■ Порядок работы:
(1) Ответьте по отрывку на вопросы:
(a) Какую дневную норму в граммах отрывок называет всё ещё «смертельной»?
(b) Что давали в стационаре?
(c) В какие месяцы, по отрывку, вымирали прямо семьями?
(2) Выведите из отрывка без изменений всё, начиная со слов «300 граммов в» и вниз до слов «нету. Темно, холодно.».
(3) Определите, согласуется ли с отрывком каждое утверждение. Ответьте «да» или «нет» и приведите точную цитату из текста, которая это решает.
(a) Двоюродному брату было восемнадцать лет.
(b) Тётя лежала дома вместе с мамой.
(c) Дома была вода.

======== Исходный отрывок ========

300 граммов в день — это всё ещё «смертельная» норма. А было и 200, и 125 граммов! Без воды, без дров, без света…
И трупы видны под коркою льда
Ирина Алексеевна Киреева: — Пролежав некоторое время в стационаре, я вернулась домой. В стационаре нам давали какие-то порошки — на вес золота! — и мы считали, что если эти порошки принесём домой, мы можем спасти своих близких. Помню, что усиленно питали няню, которая, конечно, уже сильно была истощена, настолько, что начался у неё голодный понос. Она скончалась на наших глазах. А до этого умерли наш восемнадцатилетний двоюродный брат, и тётя, и дядя.
В январе — феврале вымирали прямо семьями. Что тут было — страшно! Тётя — в госпитале. Мама моя лежит со страшной водянкой (по возрасту она была, наверное, моложе, чем я сейчас). Лежит бабушка. Лежит няня. Воды нету. Темно, холодно.

======== Исходные записи ========

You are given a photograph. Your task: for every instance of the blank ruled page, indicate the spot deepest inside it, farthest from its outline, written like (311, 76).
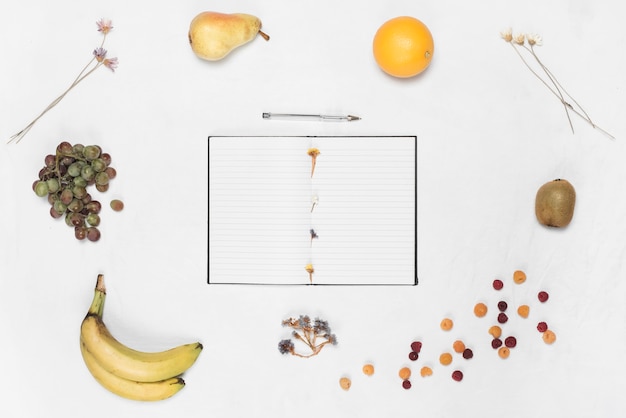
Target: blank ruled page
(261, 213)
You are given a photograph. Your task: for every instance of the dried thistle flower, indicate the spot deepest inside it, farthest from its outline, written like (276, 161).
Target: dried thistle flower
(314, 201)
(313, 152)
(309, 268)
(98, 60)
(520, 46)
(314, 334)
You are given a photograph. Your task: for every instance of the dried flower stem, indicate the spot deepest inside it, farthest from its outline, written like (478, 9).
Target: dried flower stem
(554, 86)
(99, 56)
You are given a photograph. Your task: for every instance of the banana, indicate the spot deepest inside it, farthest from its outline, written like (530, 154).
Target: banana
(139, 391)
(123, 361)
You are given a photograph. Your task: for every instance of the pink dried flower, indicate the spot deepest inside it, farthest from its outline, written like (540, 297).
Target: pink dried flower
(111, 63)
(97, 60)
(104, 26)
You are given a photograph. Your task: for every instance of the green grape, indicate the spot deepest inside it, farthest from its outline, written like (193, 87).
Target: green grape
(76, 205)
(41, 188)
(53, 185)
(80, 181)
(102, 179)
(98, 165)
(93, 219)
(74, 169)
(79, 192)
(93, 234)
(91, 152)
(66, 196)
(80, 232)
(88, 173)
(59, 206)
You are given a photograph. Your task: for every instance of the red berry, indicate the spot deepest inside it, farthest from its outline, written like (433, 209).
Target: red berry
(510, 342)
(496, 343)
(543, 296)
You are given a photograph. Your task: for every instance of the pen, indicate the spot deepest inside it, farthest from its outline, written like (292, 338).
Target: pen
(297, 116)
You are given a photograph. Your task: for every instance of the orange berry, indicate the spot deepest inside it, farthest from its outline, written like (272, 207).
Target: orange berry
(549, 336)
(480, 309)
(495, 331)
(368, 369)
(426, 371)
(403, 47)
(404, 373)
(504, 352)
(446, 324)
(445, 359)
(458, 346)
(345, 383)
(519, 276)
(523, 311)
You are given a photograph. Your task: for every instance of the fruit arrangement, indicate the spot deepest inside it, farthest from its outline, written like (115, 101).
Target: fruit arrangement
(65, 180)
(126, 372)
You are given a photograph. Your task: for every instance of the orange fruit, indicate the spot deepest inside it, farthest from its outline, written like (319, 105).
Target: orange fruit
(403, 47)
(445, 359)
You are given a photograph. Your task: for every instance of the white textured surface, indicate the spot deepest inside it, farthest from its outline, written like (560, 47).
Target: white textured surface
(489, 135)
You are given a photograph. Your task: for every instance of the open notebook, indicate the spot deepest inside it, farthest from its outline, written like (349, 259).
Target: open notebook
(273, 219)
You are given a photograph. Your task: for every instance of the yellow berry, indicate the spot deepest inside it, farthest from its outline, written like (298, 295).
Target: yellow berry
(368, 369)
(426, 371)
(495, 331)
(404, 373)
(504, 352)
(445, 359)
(549, 336)
(446, 324)
(523, 311)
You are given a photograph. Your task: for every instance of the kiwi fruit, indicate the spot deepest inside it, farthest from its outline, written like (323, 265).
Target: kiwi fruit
(554, 204)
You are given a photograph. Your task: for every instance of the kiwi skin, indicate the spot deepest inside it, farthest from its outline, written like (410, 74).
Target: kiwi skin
(554, 203)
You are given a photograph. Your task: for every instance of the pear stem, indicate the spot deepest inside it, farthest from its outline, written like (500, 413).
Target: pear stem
(264, 35)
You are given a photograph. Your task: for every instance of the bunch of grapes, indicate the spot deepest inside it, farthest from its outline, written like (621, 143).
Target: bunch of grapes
(64, 180)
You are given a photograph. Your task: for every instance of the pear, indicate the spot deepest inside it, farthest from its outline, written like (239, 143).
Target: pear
(214, 35)
(554, 203)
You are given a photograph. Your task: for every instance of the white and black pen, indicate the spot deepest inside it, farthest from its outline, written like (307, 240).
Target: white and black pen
(306, 117)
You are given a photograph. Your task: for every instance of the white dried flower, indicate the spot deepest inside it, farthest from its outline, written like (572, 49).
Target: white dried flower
(534, 39)
(507, 35)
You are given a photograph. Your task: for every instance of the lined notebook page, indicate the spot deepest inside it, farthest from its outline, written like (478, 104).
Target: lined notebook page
(260, 200)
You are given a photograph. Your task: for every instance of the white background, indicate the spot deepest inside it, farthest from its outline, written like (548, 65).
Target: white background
(489, 136)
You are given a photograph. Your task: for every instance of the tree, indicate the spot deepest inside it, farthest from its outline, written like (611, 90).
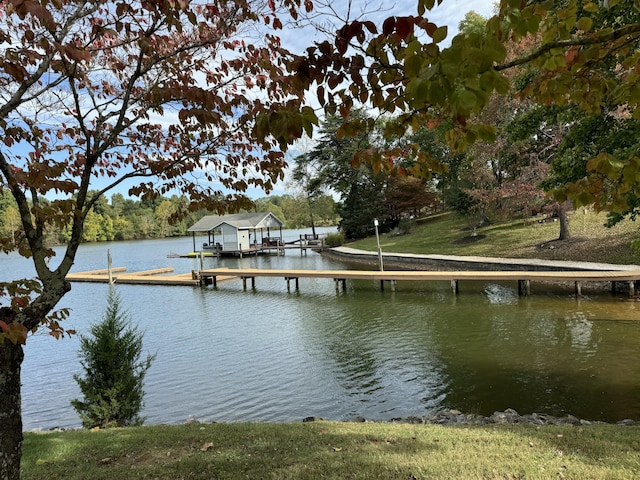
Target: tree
(586, 56)
(158, 95)
(329, 166)
(114, 370)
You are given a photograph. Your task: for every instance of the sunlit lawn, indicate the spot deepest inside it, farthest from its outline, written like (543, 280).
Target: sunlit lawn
(449, 234)
(335, 450)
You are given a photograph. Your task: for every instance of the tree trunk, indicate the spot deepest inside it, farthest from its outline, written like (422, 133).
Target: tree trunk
(563, 218)
(11, 357)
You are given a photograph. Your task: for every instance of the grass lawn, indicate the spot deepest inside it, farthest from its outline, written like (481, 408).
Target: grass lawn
(336, 450)
(448, 234)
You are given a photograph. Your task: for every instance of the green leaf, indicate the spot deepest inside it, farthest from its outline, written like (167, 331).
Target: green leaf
(467, 100)
(590, 7)
(585, 23)
(440, 34)
(413, 65)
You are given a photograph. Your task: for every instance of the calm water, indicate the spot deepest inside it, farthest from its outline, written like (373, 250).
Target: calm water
(273, 355)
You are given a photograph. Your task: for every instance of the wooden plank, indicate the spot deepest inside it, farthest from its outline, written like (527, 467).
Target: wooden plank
(579, 275)
(103, 271)
(155, 271)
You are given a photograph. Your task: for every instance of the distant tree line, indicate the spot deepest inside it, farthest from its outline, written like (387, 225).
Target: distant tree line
(132, 219)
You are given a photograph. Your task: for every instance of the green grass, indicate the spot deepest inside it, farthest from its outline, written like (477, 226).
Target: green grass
(448, 234)
(335, 450)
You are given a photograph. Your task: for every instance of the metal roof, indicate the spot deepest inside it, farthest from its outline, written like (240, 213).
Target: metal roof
(241, 221)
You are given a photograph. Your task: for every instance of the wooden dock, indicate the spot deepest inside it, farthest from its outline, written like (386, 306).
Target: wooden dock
(162, 276)
(523, 278)
(158, 276)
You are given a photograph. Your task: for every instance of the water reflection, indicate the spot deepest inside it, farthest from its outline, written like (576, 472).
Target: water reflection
(271, 355)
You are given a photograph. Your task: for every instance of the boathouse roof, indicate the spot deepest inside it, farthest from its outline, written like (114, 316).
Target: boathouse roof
(241, 221)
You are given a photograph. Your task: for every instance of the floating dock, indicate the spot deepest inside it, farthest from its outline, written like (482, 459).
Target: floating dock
(157, 276)
(162, 276)
(523, 278)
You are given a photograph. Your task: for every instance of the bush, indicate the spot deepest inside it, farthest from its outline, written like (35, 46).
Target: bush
(334, 240)
(113, 380)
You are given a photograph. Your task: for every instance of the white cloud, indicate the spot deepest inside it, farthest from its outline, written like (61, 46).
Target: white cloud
(449, 13)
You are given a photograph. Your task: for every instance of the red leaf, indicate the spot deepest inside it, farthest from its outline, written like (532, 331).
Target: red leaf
(404, 27)
(388, 26)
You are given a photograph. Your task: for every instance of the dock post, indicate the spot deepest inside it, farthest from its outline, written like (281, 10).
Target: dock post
(524, 288)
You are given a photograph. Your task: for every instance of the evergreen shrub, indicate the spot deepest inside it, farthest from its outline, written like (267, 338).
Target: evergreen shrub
(114, 372)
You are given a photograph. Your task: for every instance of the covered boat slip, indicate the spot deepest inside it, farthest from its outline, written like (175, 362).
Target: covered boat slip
(239, 234)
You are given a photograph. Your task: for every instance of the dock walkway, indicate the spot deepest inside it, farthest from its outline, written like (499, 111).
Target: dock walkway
(524, 278)
(157, 276)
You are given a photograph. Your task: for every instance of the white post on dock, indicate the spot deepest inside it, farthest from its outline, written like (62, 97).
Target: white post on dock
(109, 274)
(375, 223)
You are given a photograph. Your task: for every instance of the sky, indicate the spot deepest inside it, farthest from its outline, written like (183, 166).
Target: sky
(449, 13)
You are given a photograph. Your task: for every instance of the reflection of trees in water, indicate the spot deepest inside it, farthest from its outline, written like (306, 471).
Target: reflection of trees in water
(418, 352)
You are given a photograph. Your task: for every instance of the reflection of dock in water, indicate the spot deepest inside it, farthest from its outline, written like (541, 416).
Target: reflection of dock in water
(157, 276)
(163, 276)
(523, 278)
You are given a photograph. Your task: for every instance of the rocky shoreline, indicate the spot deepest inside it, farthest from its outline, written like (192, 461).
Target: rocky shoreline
(509, 416)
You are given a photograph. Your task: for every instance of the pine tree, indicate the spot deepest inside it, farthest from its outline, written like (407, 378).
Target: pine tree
(114, 372)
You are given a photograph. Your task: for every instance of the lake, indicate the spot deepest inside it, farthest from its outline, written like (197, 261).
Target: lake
(275, 355)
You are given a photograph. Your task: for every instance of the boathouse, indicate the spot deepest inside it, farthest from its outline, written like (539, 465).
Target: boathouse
(238, 233)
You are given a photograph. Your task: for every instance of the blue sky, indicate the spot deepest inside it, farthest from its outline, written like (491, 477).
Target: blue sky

========

■ Ответы на задания:
(1)
(a) 300 граммов.
(b) Какие-то порошки.
(c) В январе — феврале.

(2)
300 граммов в день — это всё ещё «смертельная» норма. А было и 200, и 125 граммов! Без воды, без дров, без света…
И трупы видны под коркою льда
Ирина Алексеевна Киреева: — Пролежав некоторое время в стационаре, я вернулась домой. В стационаре нам давали какие-то порошки — на вес золота! — и мы считали, что если эти порошки принесём домой, мы можем спасти своих близких. Помню, что усиленно питали няню, которая, конечно, уже сильно была истощена, настолько, что начался у неё голодный понос. Она скончалась на наших глазах. А до этого умерли наш восемнадцатилетний двоюродный брат, и тётя, и дядя.
В январе — феврале вымирали прямо семьями. Что тут было — страшно! Тётя — в госпитале. Мама моя лежит со страшной водянкой (по возрасту она была, наверное, моложе, чем я сейчас). Лежит бабушка. Лежит няня. Воды нету. Темно, холодно.

(3)
(a) Да: «умерли наш восемнадцатилетний двоюродный брат».
(b) Нет: «Тётя — в госпитале».
(c) Нет: «Воды нету».